Exercise task A
In the passage on pre-tax charges, what per-share amount was tied to the professional fees for the MVMT acquisition?

Page text
== == ==
During the second quarter fiscal 2019, the Company recorded a $0.7 million pre-tax charge, with a related tax benefit of $0.1 million, or $0.02 per diluted share, in association with the previously-announced amortization of acquired intangible assets related to the Olivia Burton brand. The Company also recorded a $1.0 million pre-tax charge, with a related tax benefit of $0.2 million, or $0.04 per diluted share, associated with professional fees in conjunction with the previously announced MVMT acquisition. In the first quarter of fiscal 2019, the Company recorded a $0.8 million pre-tax expense, with a related tax benefit of $0.1 million, or $0.02 per diluted share, in association with the amortization of acquired intangible assets related to the Olivia Burton brand. During the second quarter of fiscal 2018, the Company recorded a $4.5 million pre-tax charge, with a related tax benefit of $0.1 million, or $0.19 per diluted share, in conjunction with the acquisition of the Olivia Burton brand and a $0.1 million pre-tax charge, related to cost savings initiatives. In the first quarter of fiscal 2018, the Company recorded a $6.3 million pre-tax charge, with a related tax benefit of $1.9 million, or $0.19 per diluted share, related to its cost savings initiatives.
== == ==
Information given

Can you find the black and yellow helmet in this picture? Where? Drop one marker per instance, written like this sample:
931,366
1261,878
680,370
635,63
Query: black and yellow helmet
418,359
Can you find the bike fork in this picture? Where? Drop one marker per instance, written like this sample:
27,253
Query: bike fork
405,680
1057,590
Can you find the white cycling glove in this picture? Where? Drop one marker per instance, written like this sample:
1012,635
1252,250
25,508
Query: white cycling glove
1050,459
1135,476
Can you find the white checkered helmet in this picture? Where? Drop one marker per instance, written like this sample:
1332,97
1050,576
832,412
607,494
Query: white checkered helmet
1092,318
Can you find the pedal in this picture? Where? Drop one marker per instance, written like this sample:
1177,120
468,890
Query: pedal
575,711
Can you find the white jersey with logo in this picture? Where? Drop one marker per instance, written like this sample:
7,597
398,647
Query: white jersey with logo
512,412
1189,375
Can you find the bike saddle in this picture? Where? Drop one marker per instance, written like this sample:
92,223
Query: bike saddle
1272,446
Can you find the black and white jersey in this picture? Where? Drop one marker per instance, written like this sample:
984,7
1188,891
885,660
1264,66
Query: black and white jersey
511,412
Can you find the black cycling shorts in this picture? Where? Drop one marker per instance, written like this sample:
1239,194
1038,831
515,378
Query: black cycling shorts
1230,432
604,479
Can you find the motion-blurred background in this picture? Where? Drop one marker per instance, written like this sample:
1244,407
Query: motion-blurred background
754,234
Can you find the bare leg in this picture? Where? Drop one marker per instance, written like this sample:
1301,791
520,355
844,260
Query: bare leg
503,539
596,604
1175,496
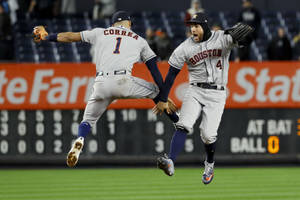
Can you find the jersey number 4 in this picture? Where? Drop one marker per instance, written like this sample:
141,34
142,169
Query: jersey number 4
117,49
219,65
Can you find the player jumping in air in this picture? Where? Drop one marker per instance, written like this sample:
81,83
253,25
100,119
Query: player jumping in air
117,48
206,53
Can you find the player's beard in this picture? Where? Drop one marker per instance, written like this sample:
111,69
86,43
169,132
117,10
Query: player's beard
197,37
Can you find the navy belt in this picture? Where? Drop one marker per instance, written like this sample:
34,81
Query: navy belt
208,86
116,72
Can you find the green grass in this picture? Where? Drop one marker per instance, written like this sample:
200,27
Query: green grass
150,184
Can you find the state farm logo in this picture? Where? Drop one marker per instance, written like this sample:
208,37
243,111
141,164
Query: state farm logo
258,85
53,89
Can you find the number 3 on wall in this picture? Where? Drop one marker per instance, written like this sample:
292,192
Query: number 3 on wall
117,49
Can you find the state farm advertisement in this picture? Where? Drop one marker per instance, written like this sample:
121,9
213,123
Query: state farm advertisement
68,85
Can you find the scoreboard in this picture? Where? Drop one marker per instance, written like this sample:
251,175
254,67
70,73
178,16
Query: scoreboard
138,136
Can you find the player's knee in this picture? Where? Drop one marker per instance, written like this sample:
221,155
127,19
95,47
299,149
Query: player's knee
87,123
208,139
183,128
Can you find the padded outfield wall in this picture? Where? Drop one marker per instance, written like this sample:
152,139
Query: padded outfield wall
41,106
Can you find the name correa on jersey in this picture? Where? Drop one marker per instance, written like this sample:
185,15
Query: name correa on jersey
118,32
204,54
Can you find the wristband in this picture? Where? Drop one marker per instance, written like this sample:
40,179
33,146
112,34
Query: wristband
52,37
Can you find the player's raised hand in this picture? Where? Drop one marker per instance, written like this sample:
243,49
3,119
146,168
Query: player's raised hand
39,33
172,105
160,107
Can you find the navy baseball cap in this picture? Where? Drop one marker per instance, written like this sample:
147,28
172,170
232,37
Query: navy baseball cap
120,16
198,18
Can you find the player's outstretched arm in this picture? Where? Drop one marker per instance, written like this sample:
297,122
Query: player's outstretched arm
40,34
241,34
165,103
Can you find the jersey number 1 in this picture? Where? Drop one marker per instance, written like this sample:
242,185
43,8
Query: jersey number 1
219,65
117,49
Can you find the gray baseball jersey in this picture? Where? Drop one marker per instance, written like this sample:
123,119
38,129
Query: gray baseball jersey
207,62
116,50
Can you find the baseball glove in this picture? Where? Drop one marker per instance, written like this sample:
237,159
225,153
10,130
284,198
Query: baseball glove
172,105
39,33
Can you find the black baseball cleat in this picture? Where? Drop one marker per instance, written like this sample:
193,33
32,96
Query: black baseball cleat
208,173
166,164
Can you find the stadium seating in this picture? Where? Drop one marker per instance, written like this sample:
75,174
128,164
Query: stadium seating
171,21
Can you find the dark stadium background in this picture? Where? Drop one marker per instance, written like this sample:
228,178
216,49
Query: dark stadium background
258,151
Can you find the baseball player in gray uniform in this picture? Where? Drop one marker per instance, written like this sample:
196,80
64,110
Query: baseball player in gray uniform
206,53
117,48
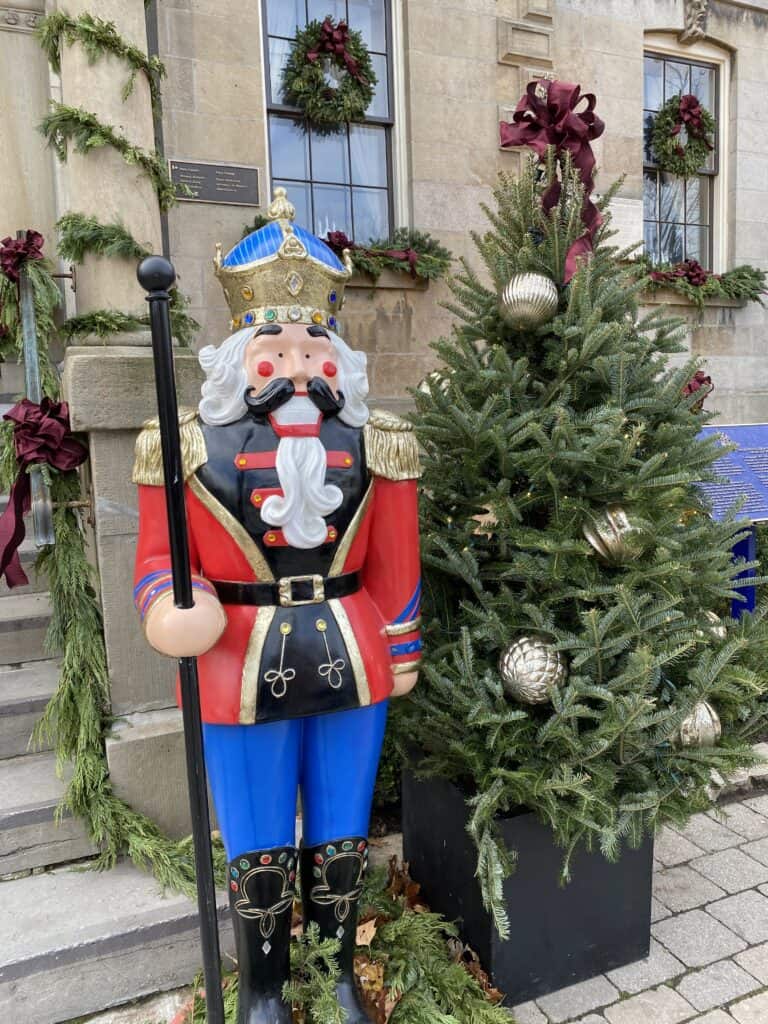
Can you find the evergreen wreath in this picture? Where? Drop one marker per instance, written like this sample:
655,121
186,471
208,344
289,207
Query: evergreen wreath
320,46
674,155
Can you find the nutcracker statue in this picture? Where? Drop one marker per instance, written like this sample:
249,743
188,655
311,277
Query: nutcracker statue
303,543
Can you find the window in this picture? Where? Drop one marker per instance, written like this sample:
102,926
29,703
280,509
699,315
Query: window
677,214
339,182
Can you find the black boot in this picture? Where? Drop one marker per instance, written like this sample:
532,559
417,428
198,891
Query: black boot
331,886
261,894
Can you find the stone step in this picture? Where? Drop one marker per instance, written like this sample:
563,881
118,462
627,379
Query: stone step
25,691
75,942
30,836
24,623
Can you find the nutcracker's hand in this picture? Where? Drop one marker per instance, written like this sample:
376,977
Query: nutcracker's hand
404,683
185,632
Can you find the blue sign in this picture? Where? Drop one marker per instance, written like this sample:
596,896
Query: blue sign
745,469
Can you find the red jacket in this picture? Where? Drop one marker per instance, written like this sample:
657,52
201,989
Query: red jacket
378,624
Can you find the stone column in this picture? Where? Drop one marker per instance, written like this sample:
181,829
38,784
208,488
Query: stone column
99,182
27,199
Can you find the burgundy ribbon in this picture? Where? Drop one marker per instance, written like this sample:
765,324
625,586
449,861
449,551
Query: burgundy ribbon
698,382
333,42
547,116
339,242
15,252
690,116
41,434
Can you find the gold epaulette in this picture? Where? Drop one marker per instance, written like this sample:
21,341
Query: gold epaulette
147,466
391,449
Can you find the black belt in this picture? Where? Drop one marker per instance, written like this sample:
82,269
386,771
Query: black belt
288,592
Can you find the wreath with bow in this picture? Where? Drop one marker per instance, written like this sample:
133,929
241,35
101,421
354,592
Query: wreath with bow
682,135
329,75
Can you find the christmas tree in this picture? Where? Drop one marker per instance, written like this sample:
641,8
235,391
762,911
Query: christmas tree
581,656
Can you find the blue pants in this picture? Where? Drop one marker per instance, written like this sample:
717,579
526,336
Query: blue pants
255,772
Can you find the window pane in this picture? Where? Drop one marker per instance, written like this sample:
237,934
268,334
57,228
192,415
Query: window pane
650,241
650,197
671,243
702,86
369,145
652,83
333,210
299,196
697,245
331,158
380,103
676,79
290,148
279,53
671,198
284,15
318,9
369,18
697,201
648,156
371,214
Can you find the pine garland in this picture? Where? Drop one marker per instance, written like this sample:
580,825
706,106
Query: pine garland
79,235
78,714
99,39
71,124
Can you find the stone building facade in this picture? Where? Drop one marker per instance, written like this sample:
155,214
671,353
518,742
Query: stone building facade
427,158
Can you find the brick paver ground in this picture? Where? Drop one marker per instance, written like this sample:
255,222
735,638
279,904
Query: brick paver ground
709,956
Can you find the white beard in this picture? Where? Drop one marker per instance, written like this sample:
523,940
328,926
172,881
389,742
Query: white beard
301,471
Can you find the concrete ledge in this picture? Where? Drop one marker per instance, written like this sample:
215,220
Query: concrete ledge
112,387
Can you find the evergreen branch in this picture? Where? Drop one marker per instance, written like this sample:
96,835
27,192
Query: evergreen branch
80,235
70,124
99,39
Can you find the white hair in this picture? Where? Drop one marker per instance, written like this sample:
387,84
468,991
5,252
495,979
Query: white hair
301,462
226,380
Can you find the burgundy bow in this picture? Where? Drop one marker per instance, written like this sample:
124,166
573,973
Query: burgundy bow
14,252
41,434
690,116
547,116
333,41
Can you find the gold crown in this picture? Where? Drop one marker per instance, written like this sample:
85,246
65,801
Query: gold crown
290,283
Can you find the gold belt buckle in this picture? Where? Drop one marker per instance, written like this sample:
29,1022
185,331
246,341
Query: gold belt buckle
285,590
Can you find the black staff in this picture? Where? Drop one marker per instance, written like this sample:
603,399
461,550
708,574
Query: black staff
156,274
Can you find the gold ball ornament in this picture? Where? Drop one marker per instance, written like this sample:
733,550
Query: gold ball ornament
615,539
530,669
527,301
701,727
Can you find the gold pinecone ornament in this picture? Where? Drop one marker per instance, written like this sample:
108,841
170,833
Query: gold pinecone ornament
613,536
701,727
527,301
530,669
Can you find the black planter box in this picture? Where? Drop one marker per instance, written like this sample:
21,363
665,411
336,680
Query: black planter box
559,934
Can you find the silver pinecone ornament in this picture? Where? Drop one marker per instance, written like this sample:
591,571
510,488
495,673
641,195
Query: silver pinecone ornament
528,300
530,669
613,536
701,727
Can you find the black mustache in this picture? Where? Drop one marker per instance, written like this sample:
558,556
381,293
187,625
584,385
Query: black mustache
321,393
276,393
281,390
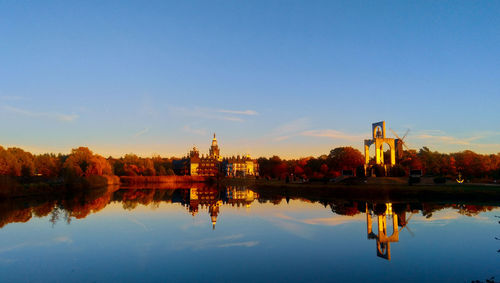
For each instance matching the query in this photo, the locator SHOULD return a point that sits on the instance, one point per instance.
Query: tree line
(82, 162)
(433, 163)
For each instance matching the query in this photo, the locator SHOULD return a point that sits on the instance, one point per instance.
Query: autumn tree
(345, 158)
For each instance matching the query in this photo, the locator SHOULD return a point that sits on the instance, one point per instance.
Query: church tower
(214, 149)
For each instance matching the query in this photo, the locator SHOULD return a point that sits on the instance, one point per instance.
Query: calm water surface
(236, 234)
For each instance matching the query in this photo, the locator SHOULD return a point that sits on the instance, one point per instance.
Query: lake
(235, 234)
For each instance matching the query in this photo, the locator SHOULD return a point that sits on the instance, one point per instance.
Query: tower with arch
(379, 139)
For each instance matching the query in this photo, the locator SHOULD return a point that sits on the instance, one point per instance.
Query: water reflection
(384, 220)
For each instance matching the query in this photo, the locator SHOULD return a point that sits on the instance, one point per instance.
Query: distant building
(240, 166)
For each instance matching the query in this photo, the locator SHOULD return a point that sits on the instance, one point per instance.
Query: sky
(287, 78)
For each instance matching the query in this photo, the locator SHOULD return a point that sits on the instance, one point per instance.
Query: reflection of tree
(80, 205)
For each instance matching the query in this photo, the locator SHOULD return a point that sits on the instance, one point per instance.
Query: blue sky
(293, 78)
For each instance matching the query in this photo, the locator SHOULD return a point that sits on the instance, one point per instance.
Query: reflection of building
(240, 196)
(212, 164)
(212, 198)
(383, 240)
(240, 166)
(205, 197)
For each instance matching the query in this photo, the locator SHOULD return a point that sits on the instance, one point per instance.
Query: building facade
(213, 164)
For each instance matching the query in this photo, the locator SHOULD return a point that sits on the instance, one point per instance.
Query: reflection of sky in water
(286, 242)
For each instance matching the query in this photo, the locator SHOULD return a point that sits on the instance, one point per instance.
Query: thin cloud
(290, 129)
(11, 98)
(237, 112)
(332, 134)
(205, 113)
(49, 115)
(200, 132)
(247, 244)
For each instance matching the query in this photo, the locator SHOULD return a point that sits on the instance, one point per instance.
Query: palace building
(212, 164)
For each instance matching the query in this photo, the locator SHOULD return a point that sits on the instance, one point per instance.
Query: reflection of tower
(214, 149)
(193, 201)
(383, 240)
(214, 212)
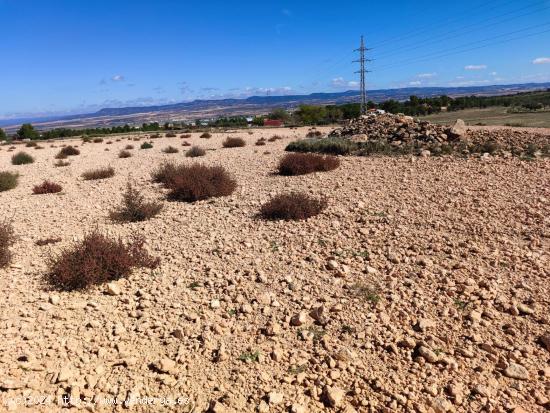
== == ==
Exercise task B
How many lines in the listing contain the string "paver"? Case counts; give only the number.

Worked solution A
$0.04 per diluted share

Worked solution B
2